REQUEST —
Every line of the material below should be repeated exactly.

PROVIDED RECORDS —
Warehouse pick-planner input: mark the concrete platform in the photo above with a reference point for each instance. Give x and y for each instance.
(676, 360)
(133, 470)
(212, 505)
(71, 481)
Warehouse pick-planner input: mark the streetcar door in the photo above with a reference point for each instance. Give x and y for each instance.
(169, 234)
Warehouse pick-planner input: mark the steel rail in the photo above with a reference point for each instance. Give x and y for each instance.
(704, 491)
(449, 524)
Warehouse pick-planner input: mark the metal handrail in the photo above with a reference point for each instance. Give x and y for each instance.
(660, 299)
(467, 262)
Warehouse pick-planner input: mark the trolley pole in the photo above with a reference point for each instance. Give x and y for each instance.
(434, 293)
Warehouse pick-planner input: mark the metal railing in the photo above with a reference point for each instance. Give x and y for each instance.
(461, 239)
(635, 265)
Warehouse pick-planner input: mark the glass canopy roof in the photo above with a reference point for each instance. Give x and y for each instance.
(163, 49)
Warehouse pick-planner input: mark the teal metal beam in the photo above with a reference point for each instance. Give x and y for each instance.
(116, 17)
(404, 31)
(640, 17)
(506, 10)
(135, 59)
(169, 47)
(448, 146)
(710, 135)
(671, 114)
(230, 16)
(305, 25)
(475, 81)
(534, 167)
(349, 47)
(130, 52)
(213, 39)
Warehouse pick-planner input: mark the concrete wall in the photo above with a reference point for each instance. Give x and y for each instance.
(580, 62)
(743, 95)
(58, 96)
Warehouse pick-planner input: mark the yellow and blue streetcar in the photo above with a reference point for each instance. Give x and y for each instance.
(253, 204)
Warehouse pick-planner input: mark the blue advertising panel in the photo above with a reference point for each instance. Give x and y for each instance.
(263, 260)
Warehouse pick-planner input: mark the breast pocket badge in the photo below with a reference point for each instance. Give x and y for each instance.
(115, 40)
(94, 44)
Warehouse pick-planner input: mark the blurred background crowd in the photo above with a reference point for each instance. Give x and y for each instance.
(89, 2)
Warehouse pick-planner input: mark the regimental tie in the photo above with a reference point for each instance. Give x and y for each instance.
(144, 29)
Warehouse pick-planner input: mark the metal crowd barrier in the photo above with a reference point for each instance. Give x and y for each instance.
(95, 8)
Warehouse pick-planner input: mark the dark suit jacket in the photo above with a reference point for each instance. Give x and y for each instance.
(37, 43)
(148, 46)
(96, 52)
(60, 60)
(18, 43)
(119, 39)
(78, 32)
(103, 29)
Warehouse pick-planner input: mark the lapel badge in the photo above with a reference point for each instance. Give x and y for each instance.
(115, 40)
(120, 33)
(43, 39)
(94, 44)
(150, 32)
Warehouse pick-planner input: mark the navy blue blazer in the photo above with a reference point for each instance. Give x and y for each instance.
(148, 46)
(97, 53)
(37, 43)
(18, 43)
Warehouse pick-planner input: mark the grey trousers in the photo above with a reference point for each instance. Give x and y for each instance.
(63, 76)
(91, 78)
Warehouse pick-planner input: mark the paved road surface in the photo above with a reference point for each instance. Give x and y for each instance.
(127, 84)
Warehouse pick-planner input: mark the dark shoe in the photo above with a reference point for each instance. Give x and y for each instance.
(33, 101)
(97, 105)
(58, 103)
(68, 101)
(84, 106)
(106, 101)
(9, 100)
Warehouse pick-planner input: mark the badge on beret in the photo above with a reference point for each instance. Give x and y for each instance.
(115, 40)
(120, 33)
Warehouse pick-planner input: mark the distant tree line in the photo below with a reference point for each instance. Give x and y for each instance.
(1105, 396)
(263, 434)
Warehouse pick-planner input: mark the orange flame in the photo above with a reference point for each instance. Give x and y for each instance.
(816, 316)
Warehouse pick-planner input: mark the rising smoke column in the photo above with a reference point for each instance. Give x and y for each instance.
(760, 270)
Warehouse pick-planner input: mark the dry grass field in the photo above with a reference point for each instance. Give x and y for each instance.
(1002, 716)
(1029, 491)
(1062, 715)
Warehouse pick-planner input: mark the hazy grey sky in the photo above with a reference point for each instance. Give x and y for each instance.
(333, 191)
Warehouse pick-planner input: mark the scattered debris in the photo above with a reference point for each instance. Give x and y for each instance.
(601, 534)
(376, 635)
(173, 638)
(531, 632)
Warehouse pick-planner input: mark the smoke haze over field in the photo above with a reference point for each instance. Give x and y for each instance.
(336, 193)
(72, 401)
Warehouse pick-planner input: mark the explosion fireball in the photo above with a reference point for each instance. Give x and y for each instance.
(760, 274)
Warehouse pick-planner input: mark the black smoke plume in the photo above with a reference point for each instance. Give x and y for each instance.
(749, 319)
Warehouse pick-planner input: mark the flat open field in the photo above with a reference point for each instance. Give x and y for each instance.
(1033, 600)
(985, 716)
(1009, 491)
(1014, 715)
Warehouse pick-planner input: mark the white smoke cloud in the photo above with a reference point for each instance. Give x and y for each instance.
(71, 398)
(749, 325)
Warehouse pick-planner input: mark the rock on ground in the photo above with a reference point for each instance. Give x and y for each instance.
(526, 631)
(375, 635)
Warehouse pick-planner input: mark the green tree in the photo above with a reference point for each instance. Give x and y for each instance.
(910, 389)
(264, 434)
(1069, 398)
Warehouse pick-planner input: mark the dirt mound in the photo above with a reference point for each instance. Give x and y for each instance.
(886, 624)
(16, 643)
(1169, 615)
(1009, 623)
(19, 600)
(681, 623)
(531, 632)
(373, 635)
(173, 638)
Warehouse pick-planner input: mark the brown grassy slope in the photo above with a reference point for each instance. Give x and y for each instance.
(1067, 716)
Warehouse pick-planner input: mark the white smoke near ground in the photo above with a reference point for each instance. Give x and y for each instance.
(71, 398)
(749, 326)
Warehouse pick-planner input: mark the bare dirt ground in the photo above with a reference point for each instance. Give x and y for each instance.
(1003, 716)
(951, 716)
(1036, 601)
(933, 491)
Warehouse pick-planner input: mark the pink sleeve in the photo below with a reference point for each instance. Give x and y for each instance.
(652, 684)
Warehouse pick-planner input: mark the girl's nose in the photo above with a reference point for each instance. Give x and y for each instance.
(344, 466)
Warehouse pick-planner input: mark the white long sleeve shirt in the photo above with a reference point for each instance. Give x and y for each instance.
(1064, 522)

RIGHT ANSWER —
Warehouse pick-planner input: mark the concrete platform in the photo above with a reference point for each instance. Give x and y for each instance.
(676, 360)
(133, 470)
(212, 505)
(71, 481)
Warehouse pick-planner input: mark the streetcar door in the photo above with a reference point for each instance. Give x and y for each instance.
(169, 234)
Warehouse pick-planner input: mark the steel rail in the photo above with a reference point for each instance. Give x and y for each instance.
(704, 491)
(449, 524)
Warehouse pick-planner input: mark the metal handrail in the photo above with a reference point for each instance. Give x and y for each instance.
(660, 299)
(467, 262)
Warehouse pick-planner input: mark the trolley pole in the photo above with a reference point for each instance. Give x and y for each instance.
(434, 293)
Warehouse pick-planner input: mark the metal railing in the photo above with a reference point for each instance. Give x and y for each instance.
(461, 239)
(635, 265)
Warehouse pick-planner input: mark the glass canopy roof in the photo above with a reference point for each instance. Give x and y for each instance.
(163, 49)
Warehouse pick-planner input: mark the teal metal beam in the photo above with a reference point for each instance. Give x and y for each instance.
(116, 17)
(404, 31)
(640, 17)
(506, 10)
(135, 59)
(169, 47)
(448, 146)
(710, 135)
(671, 114)
(230, 16)
(305, 25)
(475, 81)
(534, 167)
(349, 47)
(130, 52)
(213, 39)
Warehouse pick-planner input: mark the concrete wall in the photo above with a reference point for each instance. Give x and y for each instance.
(580, 62)
(743, 95)
(58, 96)
Warehouse pick-planner input: mark the yellow and blue streetcar in the photo above with a reference point for each instance. Give x and y for each instance.
(253, 204)
Warehouse pick-planner input: mark the blue advertising panel in the photo above with a reference point for each instance. Give x and y for each instance.
(263, 260)
Warehouse pick-planner input: mark the breast pocket badge in the photo below with a reference point for each instance. Give x and y for each instance.
(115, 40)
(94, 44)
Warehouse pick-planner input: mark the blurred background crowd in the photo above with a reference point for each instance. Give x and y for each instance.
(89, 2)
Warehouse pick-planner input: mark the regimental tie in the photo above with a reference point for each instance. Give x and y for each instance.
(144, 29)
Warehouse pick-planner input: mark the metal crowd barrier in the photo above with a reference point for each instance. Give x and y for each instance.
(95, 8)
Warehouse pick-planner input: mark the dark suit jacket in the photo above with a reference point for each instance. Give x and y for each instance.
(37, 43)
(148, 46)
(96, 52)
(60, 60)
(18, 43)
(119, 39)
(78, 32)
(103, 29)
Warehouse pick-planner input: mark the lapel badge in the photo above with a reference point for each instance. Give x and y for each instance.
(115, 40)
(120, 33)
(43, 39)
(94, 44)
(150, 32)
Warehouse pick-planner input: mark the navy blue blazer in the photo above with a reference point for each instance. Give x and y for each instance.
(148, 46)
(97, 53)
(37, 43)
(18, 43)
Warehouse pick-planner input: mark the grey trousers in the photo above with a reference point for each instance. Give x and y for each instance.
(63, 76)
(91, 78)
Warehouse pick-planner input: mark the paved road surface in the photo above with a reference point for each instance. Give x and y for each instance.
(127, 84)
Warehouse pick-planner input: mark the dark shoe in the photo above with a reference point for each instance. Give x and y for each instance.
(33, 101)
(97, 105)
(58, 103)
(68, 101)
(84, 106)
(106, 101)
(9, 100)
Warehouse pick-planner input: mark the badge on beret in the photo above with a reference point for each instance. Give x and y for each instance.
(115, 40)
(120, 33)
Warehouse pick-planner input: mark the distant tree line in the photo below with a reference point for each instance. Give x and y for each instance.
(1105, 396)
(263, 434)
Warehouse pick-planner input: mark the orange flame in the photo above with a reference point for each instance. Give x and y for each instance.
(816, 316)
Warehouse pick-planner input: mark the rising smoke column in the photo above with a reference point for each instance. Give x and y for each instance.
(760, 270)
Warehouse pick-planner input: mark the dry grass field in the photo above with a reference point for each instance. Give x and y for each instance.
(1002, 716)
(1029, 491)
(1062, 715)
Warehouse pick-planner input: mark the hazy grey sky in the photo above with a reference point for each instance. Give x and y for each instance.
(333, 191)
Warehouse pick-planner input: mark the scattered debris in the photo above with a reference point for each instance. Give x and y for each instance.
(601, 534)
(376, 635)
(173, 638)
(531, 632)
Warehouse pick-planner input: mark the smoke haze over field in the photo above with a reference point for each instance. Give x and y for each instance.
(336, 193)
(72, 401)
Warehouse pick-planner input: mark the explosion fireball in the photo above with a reference point for each instance. Give x and y for each instance.
(760, 274)
Warehouse pick-planner input: mark the black smoke plume in the photo above with a reference point for each instance. Give x and y for each instance.
(749, 319)
Warehouse pick-planner input: mark the flat open field in the photo above with a reference point for each instance. Give x and y for each instance.
(1033, 600)
(985, 716)
(1009, 491)
(1014, 715)
Warehouse pick-planner input: mark the white smoke cloud in the photo above with a reference point for each instance. Give x and y for each instance.
(71, 398)
(749, 325)
Warehouse pick-planner input: mark the rock on ground in the photo above with a reference point for each instance. Give x and y for each instance.
(526, 631)
(375, 635)
Warehouse pick-planner input: mark the green tree in the photo above with a reference point for each instance. Give x and y for each instance.
(910, 389)
(264, 434)
(1069, 398)
Warehouse pick-planner input: mark the dirt mound in the photo above with a reference point for each instance. Give x and y for each instance.
(886, 624)
(16, 643)
(1169, 615)
(1009, 623)
(19, 600)
(681, 623)
(531, 632)
(373, 635)
(173, 638)
Warehouse pick-planner input: mark the brown grassy slope in the photo above with a reference point for each instance. Give x and y for each instance.
(1067, 716)
Warehouse pick-planner input: mark the white smoke near ground in the photo above with a reference point for each instance. Give x and y for each instance.
(71, 398)
(749, 326)
Warehouse pick-planner input: mark the bare dirt ground in the photo above with a reference point for each instance. Give x and y for each instance.
(1003, 716)
(951, 716)
(1036, 601)
(933, 491)
Warehouse pick-planner input: mark the pink sleeve in the photo below with a reference point for each instance. Give x and y for each instance.
(652, 684)
Warehouse pick-planner input: mark the girl's nose in the photo above with a reference point for each instance. Give x and y for each instance.
(344, 466)
Warehouse pick-planner input: mark the white long sleeve shirt in the photo above with a reference point for each instance. Give x and y for each instance.
(1064, 522)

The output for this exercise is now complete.